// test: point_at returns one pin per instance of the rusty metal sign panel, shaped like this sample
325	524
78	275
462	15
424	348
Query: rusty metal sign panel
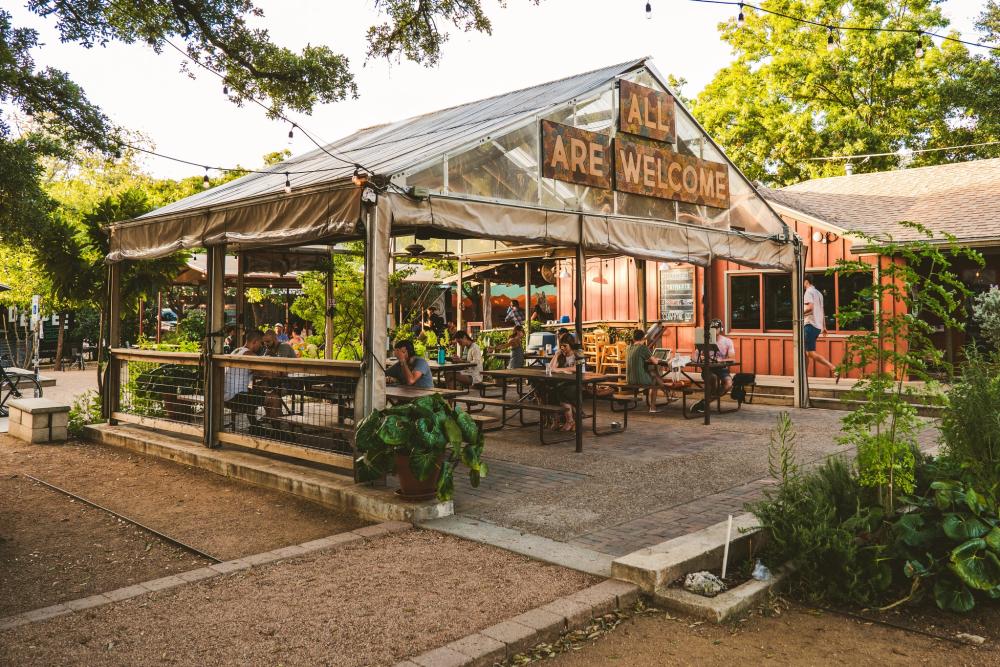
645	112
654	170
577	156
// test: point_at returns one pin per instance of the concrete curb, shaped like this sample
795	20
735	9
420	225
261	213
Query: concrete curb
208	572
542	624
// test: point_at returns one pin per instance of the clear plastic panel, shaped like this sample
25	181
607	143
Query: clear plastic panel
431	177
645	207
502	168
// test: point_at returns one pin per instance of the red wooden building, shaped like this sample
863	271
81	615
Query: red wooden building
830	215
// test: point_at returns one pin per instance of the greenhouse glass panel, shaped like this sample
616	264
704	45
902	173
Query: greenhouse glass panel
501	168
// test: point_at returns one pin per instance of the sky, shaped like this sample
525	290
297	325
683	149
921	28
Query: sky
191	119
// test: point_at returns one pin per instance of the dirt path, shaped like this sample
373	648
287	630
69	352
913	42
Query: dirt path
54	549
370	604
221	517
795	637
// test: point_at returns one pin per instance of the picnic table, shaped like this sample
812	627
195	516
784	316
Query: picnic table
531	401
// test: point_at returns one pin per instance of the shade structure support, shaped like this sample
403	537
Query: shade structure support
112	386
640	289
581	262
214	323
800	379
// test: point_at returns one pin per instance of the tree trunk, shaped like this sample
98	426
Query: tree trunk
60	336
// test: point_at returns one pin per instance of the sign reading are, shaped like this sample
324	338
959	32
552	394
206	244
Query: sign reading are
645	112
645	168
577	156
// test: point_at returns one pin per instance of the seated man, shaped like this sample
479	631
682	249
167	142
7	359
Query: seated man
238	395
410	369
474	355
643	369
719	380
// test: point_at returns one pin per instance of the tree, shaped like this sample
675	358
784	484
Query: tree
786	98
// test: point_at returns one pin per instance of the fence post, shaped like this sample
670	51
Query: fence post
112	388
214	323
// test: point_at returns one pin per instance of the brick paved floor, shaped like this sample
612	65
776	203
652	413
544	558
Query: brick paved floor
662	478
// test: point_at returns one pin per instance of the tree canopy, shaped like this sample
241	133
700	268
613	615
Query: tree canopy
786	98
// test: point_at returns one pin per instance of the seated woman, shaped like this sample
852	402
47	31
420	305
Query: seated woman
565	392
642	369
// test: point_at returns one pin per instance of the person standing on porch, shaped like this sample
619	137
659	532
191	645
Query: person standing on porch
815	324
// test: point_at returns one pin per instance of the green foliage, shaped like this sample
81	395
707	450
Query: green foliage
785	98
428	430
191	327
86	409
986	312
970	425
818	520
884	425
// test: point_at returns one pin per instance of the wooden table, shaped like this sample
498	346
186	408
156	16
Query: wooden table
401	393
539	375
710	366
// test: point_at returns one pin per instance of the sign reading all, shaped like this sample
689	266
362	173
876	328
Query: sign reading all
645	112
647	168
574	155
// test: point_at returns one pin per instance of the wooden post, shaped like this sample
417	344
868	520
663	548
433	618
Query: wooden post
159	315
706	318
578	352
327	317
113	386
640	290
214	322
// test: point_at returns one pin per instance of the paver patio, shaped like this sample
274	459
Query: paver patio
664	477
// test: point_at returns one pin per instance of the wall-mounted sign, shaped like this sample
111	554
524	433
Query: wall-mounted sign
645	112
574	155
677	295
654	170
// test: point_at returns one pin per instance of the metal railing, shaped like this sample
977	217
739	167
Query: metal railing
301	408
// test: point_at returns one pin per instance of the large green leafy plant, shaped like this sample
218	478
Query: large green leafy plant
429	431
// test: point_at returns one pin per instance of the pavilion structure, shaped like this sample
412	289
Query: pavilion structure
605	163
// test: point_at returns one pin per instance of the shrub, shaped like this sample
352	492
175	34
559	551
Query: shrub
970	425
86	410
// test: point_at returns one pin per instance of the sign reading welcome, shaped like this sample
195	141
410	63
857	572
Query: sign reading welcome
643	164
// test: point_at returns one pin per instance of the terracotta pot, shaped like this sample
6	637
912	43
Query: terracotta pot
412	488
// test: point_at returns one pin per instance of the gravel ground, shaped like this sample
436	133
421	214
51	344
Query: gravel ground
53	549
660	461
796	637
370	604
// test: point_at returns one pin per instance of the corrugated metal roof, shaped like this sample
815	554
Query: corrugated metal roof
394	147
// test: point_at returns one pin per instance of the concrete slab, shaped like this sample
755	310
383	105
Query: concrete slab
653	568
322	486
534	546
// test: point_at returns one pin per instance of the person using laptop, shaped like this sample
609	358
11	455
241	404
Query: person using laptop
719	379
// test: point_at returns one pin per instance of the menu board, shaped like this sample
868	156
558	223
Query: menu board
677	295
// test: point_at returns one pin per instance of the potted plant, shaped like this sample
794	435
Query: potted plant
422	442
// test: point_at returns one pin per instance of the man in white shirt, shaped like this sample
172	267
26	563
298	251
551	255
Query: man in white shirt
815	324
473	375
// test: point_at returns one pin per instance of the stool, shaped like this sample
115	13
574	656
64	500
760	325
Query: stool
38	420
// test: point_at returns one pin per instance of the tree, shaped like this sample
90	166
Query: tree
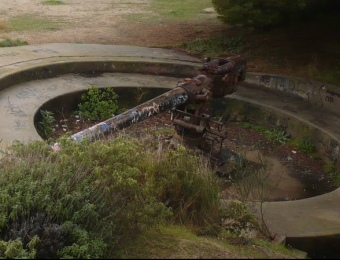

---

**WHAT NEEDS TO BE DONE**.
Pick out each line above that contains the word "shirt" and copy every one of them in full.

**EXERCISE RESPONSE**.
// test: point_at returns one pin per instance of the man in white shirt, shaped like this sample
Query: man in white shirt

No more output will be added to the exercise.